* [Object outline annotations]
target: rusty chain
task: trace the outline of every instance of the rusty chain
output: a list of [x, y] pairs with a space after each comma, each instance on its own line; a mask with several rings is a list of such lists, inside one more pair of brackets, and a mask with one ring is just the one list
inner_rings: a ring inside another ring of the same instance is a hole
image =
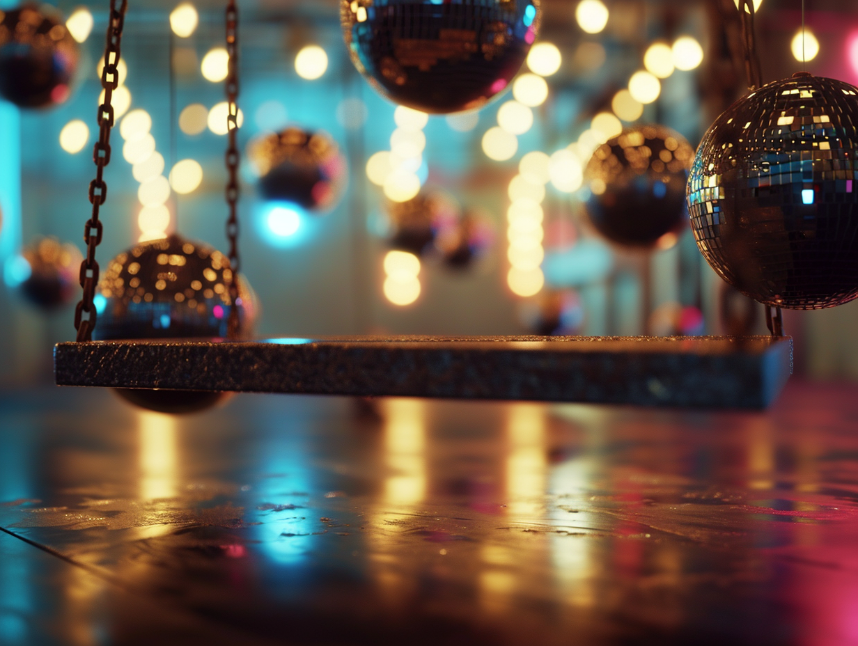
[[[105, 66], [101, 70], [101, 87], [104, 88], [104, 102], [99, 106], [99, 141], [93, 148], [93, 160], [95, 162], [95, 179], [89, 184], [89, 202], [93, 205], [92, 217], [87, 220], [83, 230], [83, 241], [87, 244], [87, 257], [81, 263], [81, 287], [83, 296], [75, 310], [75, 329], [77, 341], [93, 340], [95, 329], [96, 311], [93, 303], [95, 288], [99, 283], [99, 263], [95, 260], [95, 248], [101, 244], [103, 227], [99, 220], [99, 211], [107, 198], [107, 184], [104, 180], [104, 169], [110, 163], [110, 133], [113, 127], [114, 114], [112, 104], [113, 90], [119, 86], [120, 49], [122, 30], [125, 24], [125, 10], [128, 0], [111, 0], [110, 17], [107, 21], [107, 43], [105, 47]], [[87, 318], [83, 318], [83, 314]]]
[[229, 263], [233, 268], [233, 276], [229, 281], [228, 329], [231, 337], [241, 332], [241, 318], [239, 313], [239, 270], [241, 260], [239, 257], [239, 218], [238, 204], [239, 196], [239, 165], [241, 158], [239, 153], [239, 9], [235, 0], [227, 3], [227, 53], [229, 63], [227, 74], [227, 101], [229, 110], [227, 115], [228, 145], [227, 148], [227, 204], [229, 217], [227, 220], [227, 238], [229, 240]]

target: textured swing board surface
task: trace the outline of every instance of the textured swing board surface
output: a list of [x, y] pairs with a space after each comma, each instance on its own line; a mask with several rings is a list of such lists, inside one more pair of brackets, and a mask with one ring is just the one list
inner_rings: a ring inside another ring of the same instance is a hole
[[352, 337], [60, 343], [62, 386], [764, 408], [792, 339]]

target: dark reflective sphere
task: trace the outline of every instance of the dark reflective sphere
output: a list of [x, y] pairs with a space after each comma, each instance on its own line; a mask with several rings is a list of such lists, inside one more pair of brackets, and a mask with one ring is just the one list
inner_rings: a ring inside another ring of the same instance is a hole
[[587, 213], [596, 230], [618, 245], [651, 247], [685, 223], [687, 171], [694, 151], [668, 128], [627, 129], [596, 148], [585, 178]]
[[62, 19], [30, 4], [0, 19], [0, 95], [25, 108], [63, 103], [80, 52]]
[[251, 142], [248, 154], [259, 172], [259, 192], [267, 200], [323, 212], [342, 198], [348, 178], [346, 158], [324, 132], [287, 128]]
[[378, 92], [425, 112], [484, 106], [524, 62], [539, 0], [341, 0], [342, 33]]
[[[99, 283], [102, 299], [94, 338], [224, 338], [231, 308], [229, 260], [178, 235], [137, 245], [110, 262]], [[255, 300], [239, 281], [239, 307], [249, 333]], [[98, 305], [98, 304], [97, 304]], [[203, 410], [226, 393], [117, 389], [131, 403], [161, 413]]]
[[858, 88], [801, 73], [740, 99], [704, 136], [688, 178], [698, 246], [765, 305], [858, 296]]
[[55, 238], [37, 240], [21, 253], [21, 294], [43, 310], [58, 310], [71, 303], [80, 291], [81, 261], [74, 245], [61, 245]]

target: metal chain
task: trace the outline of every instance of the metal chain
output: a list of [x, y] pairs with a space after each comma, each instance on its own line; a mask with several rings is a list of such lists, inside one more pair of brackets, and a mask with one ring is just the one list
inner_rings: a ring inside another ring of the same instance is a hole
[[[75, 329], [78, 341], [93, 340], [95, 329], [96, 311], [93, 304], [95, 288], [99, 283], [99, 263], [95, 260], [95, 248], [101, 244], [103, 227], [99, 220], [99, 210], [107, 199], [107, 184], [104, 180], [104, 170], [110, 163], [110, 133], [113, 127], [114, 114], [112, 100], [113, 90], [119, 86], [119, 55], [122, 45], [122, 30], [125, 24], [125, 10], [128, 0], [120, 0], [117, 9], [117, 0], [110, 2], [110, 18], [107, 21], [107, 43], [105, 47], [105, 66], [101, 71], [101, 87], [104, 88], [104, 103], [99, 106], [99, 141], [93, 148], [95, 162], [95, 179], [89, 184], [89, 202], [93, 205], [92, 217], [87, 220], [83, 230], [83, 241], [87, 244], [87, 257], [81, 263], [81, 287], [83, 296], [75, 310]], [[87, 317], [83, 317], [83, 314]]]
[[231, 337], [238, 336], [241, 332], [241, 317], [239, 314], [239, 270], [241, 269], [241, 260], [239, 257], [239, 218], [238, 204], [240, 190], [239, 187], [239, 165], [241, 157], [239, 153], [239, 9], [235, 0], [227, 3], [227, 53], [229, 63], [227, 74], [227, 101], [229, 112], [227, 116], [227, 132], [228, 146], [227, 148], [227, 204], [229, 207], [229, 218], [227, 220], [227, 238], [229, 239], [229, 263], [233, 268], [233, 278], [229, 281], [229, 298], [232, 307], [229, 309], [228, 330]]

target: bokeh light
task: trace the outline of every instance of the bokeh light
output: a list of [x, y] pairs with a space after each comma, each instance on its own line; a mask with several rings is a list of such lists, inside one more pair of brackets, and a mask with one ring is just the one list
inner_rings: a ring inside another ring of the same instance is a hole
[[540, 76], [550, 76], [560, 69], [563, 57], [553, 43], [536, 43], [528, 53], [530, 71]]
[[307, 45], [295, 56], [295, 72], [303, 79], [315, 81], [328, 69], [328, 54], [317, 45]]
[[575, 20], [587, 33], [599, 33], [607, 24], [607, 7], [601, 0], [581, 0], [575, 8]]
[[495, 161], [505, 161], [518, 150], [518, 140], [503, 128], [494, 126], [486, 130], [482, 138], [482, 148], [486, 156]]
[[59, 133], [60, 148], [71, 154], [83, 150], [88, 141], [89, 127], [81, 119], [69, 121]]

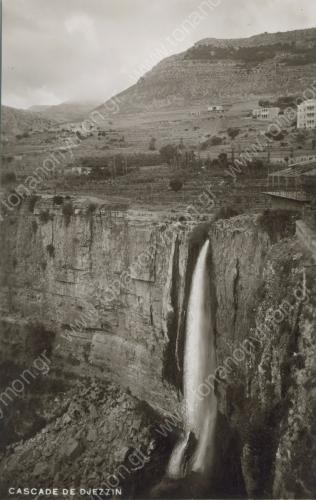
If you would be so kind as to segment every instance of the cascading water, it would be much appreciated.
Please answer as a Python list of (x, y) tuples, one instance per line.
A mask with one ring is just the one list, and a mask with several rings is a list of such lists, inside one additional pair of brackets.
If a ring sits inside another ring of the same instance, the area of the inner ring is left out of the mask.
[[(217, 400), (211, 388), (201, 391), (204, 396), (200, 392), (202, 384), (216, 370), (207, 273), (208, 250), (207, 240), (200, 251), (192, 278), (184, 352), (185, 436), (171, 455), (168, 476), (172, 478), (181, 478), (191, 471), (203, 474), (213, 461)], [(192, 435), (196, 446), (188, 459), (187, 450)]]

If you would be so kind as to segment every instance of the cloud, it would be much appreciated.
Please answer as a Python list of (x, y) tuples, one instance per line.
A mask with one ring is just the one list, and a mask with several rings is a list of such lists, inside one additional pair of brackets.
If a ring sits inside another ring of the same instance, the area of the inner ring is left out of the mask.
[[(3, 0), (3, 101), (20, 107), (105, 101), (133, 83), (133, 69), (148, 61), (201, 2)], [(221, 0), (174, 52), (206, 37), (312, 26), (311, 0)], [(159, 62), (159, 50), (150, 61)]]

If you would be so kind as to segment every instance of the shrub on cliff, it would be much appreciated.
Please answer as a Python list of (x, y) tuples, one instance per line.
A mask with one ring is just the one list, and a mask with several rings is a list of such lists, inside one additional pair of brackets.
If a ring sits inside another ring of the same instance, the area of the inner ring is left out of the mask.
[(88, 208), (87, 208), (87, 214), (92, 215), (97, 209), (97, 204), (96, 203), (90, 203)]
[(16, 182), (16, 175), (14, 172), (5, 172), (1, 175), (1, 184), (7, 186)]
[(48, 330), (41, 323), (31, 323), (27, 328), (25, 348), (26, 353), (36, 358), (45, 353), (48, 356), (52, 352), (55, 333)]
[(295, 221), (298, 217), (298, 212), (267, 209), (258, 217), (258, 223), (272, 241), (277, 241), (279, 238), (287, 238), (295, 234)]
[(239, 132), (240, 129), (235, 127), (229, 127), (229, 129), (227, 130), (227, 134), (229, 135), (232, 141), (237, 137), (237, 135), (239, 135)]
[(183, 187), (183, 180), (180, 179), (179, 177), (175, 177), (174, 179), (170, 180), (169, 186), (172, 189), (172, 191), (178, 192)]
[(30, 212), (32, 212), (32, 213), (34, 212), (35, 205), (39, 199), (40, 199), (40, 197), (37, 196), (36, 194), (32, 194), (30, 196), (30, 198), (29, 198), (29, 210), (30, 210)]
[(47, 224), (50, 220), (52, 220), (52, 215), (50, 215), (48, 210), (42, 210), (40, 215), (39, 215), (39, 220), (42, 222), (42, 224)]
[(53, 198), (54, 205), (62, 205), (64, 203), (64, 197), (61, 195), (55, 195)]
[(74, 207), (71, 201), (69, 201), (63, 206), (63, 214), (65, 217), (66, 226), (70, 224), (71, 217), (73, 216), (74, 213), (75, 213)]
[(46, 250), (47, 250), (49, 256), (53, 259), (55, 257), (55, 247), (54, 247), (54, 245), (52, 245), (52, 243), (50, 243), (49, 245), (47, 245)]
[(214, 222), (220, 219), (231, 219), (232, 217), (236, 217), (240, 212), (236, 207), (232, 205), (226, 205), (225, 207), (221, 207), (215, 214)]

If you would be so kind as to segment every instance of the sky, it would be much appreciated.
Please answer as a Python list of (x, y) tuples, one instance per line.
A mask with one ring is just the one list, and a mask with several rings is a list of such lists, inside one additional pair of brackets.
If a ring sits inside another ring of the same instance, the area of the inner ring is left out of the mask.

* [Task goal] Rewrite the records from the start up to and including the line with "318], [83, 314]]]", keeping the requests as they are. Scale every coordinate in the answers by 0.65 and round to whole numbers, with halves going up, and omit the pictures.

* [Solution for this task]
target: rusty chain
task: trace the outline of every instance of the rusty chain
output: a list of [x, y] pairs with a space after each comma, each instance on its own line; a mask with several rings is a list of such lists, inside one more pair of brackets, and a mask with one ring is just the one list
inner_rings: a ring inside another ring of the same instance is a hole
image =
[[[68, 43], [66, 46], [66, 57], [68, 57], [68, 66], [64, 69], [64, 92], [60, 96], [60, 104], [62, 105], [62, 116], [58, 120], [58, 131], [60, 133], [60, 141], [57, 143], [54, 150], [54, 157], [57, 159], [57, 167], [53, 171], [53, 187], [54, 192], [49, 202], [49, 214], [50, 222], [60, 221], [62, 214], [62, 202], [60, 197], [62, 187], [64, 184], [64, 171], [62, 169], [62, 161], [66, 159], [67, 148], [64, 143], [64, 137], [70, 129], [70, 120], [68, 117], [68, 110], [72, 106], [72, 86], [73, 83], [74, 74], [73, 68], [73, 59], [77, 56], [78, 32], [79, 20], [81, 16], [81, 7], [83, 0], [72, 0], [72, 11], [70, 14], [70, 28], [68, 31]], [[57, 207], [54, 207], [54, 204]]]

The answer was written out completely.